Netanyahu: A Thank You and Higher Fines

YERUSHALAYIM
Municipal inspectors patrol the Carmel market in Tel Aviv, to check that shop owners are obeying the coronavirus rules. (Miriam Alster/FLASH90)

With the coronavirus lockdown gradually lifting, Prime Minister Binyamin Netanyahu‏‏ thanked the Israeli public for its cooperation in lowering the morbidity rate to a level below that of European nations, some of which are now entering lockdown, Arutz Sheva reported on Thursday evening.

However, apparently the level of cooperation needs boosting. Citing violations of the health regulations Netanyahu said he will propose next week an increase in fines for individuals and institutions that flout the restrictions.

“This is not directed against anyone, it is meant against something: against the virus and against the disease. I expect cooperation from everyone, without exception,” he said.

**PROVIDED MATERIAL:**

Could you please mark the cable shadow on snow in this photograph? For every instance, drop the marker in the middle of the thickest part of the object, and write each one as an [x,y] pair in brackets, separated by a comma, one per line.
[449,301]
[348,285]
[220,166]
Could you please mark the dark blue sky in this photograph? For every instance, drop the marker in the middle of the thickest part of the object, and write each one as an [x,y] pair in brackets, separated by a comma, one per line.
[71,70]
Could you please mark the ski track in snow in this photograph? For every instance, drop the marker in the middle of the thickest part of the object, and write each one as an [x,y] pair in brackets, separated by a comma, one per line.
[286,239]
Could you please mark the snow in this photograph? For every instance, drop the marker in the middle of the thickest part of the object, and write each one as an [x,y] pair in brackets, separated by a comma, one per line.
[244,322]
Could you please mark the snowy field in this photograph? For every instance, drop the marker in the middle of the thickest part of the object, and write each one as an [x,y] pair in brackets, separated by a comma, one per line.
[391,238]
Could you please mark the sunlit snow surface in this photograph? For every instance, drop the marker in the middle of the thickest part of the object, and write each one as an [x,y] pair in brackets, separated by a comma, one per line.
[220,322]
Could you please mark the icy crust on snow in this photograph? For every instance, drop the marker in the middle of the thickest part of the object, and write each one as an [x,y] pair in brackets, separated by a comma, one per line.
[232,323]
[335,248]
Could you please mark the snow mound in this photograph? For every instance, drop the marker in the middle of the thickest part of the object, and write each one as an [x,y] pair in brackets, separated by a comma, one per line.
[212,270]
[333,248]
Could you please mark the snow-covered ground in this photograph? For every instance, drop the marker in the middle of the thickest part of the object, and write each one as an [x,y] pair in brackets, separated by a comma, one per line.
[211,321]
* * *
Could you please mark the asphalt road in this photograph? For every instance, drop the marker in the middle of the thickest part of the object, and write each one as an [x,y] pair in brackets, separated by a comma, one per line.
==
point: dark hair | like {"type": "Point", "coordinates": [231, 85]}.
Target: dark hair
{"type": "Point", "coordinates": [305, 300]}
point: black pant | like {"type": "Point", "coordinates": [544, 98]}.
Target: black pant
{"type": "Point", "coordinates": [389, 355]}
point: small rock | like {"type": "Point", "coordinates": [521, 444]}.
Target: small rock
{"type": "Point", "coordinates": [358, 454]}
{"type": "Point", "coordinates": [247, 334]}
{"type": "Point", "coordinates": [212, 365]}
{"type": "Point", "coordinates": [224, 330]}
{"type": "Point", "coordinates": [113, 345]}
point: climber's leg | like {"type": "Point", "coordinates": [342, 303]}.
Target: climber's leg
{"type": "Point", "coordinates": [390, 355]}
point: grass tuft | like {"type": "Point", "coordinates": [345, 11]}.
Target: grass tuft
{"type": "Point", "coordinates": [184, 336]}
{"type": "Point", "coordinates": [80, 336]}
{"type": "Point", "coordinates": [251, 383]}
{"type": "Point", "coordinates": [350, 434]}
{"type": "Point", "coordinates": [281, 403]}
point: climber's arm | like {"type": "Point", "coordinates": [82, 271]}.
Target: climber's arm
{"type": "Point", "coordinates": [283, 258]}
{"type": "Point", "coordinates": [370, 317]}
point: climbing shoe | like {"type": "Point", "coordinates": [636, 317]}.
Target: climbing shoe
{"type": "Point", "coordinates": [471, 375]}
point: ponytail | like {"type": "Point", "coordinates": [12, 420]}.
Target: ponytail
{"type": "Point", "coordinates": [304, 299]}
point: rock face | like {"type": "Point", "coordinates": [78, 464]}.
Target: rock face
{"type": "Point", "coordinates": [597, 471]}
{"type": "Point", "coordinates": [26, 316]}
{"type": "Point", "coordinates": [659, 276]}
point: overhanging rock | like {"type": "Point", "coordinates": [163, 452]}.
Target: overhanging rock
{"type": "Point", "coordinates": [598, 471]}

**INSTRUCTIONS FOR THE TASK:**
Copy the part of the news item on Netanyahu's thank-you and higher fines word for word, from "YERUSHALAYIM" up to and including "flout the restrictions.". The rows are separate material and have no connection to the news item.

**OUTPUT OF THE TASK:**
YERUSHALAYIM
Municipal inspectors patrol the Carmel market in Tel Aviv, to check that shop owners are obeying the coronavirus rules. (Miriam Alster/FLASH90)

With the coronavirus lockdown gradually lifting, Prime Minister Binyamin Netanyahu‏‏ thanked the Israeli public for its cooperation in lowering the morbidity rate to a level below that of European nations, some of which are now entering lockdown, Arutz Sheva reported on Thursday evening.

However, apparently the level of cooperation needs boosting. Citing violations of the health regulations Netanyahu said he will propose next week an increase in fines for individuals and institutions that flout the restrictions.